■ **Excerpt to read**:
---
Digital infrastructure

Here we develop a mapping of emergent digital infrastructure and its governance in a commons.

The purpose is the enabling of practical development of commons of digital infrastructure, as fundamental contributions in the radically transformative activist practice of Making a living economy.

Much of the challenge in this lies in the remarkable, emergent, unfamiliar, powerful and ‘un-natural’ dual nature of the digital.

On one hand, when coupled with other appropriate hardware machines (aka computers: input devices/transducers, output devices/actuators), constellations of digitally encoded software code and digital data can operate over very large extents: of geography, time, cultural space, material organisation. The digital constitutes a major, crucial field of the post-Fordist **§1 Material landscape**.

On the other hand, software - code, scripts, programs, encoded data - is **written**, and thus figures as a historically emergent and complex element in the **§2 Cultural landscape** of practice.

This hard-to-comprehend duality invites a description of digital means as ‘The Golemic’.

# Material landscape - The Golemic Digital means are very puzzling because, in them, writing becomes a material force, of an utterly flat-footed kind. Emotively, sensitively, indicatively, it may help to understand the field of the digital as *‘the Golemic’*.

In mythology, golems are beings of clay that are rendered animated and forceful, but muscle-headed, by placing in their mouth a scroll of religious text (classically, the Torah).

The challenge of creating tools of this kind *for conviviality* is a radically new one. An entire post-Fordist (and post-post-Fordist) repertoire of technics, structures of feeling and cultural formations is emergent here, and contested. It’s early days, the terrain is not well mapped.

Attempts are made to understand developments in this domain, like hugely wealthy and powerful, data-scraping platform corporations (Google (YouTube), Amazon (Kindle, Alexa), Facebook (WhatsApp, Messenger), WeChat), as such-and-such capitalism - eg cognitive capitalism. My sense is, though, that it’s most helpful - practically, most helpful - if the capitalism is understood as a historical frame distinct from ‘the digital’, even though recent phases of capitalist development - post- and post-post-Fordism - have digital technologies as an essential foundation.
---
■ **Dataset section**:
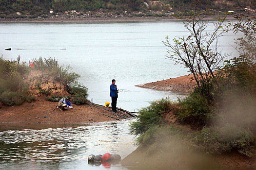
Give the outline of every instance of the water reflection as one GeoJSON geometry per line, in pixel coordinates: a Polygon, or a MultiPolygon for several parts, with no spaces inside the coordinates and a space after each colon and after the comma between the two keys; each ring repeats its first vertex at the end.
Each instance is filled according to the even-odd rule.
{"type": "MultiPolygon", "coordinates": [[[[91,166],[87,161],[91,154],[109,152],[123,158],[135,149],[134,136],[129,134],[131,121],[44,128],[35,125],[32,129],[11,129],[10,125],[9,130],[0,125],[0,167],[73,170],[91,166]]],[[[99,165],[102,169],[108,167],[107,163],[99,165]]],[[[112,169],[120,165],[112,166],[112,169]]]]}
---
■ **Given exercise 1**:
Check each statement against the digital infrastructure text and mark it yes or no, quoting the words that settle it: (a) golems are made of clay; (b) the terrain of this field is already well mapped; (c) the writer prefers to treat capitalism as a historical frame apart from the digital.
■ **Given exercise 2**:
Pick up the text on digital infrastructure after its last sentence and write the paragraph that comes next.
The lines are separate material, apart from the text on digital infrastructure.

■ **Exercise answer 1**:
(a) Yes: "golems are beings of clay"
(b) No: "the terrain is not well mapped"
(c) Yes: "if the capitalism is understood as a historical frame distinct from ‘the digital’"

■ **Exercise answer 2**:
On overlapping historical frames with differing temporality, see: Wild nature, domestic economy, digital means

Golemic and capitalist frames intersect, clashing and resonating, but the material relations underlying them need to be engaged and supplanted in different ways, through differing relations of production. The relations of production in the Golemic are not simply those of capital, and the framing and stewarding of a Living economy calls for more than alternatives to capital.

# Cultural landscape - Infrastructuring As a dimension of the cultural landscape, digital means derive from the long-standing, powerful and never-unproblematic practice of **formalising**: an extreme region of the ‘dance of knowing’, deliberately far from ‘ordinary’ understanding and description.

Coupled with the politically significant roles of the professional-managerial class in post-Fordism, infrastructuring has become an important field of contestation; especially the production, configuring and mobilising of digital infrastructure.

Participatory design of (digital) infrastructures and the construction of infrastructures of convivial tools are now on the agenda. Capability in the design - or perhaps the skilfully evolutionary, hands-on **configuring** - of infrastructures of digital means (and their protocols) is an urgent challenge for radical economies and civil-society movements.

# Stewarding - Governance of digital infrastructure If digital infrastructures are to be constituted as commons, the practices of governance - in commons, better referred to as **stewarding** - are historically underdeveloped. A number of large- and small-p political traditions need to be drawn on in determining how commons of digital infrastructure may be stewarded; what's called for is some kind of hybrid . .

- *P2P culture - Peer-to-peer production*: the culture of free-libre open-source software production, commons of FLOSS code.

- *Cooperative ownership traditions*: Workers' coops, consumer coops - and emergent, bleeding-edge practices of multistakeholder governance. *Sociocracy, boards, representation, general meetings and operations separated from debates on strategy.*

- *Dual power traditions* - Rank-&-file, civil-society and 'movement' organisations - systems of assemblies and Councils. *'Political' rather than 'economic', engaged in 'making decisions' as distinct from hands-on, mundane production and mobilising of means of subsistence and wellbeing.*

As practices in the 'democratic' tradition, both of the above have a separation of 'decision making' and production. Thus they reproduce - perhaps without awareness, probably without intention - the basic form of the bourgeois State. Commoning - and also P2P production, above - go beyond the State form in this regard.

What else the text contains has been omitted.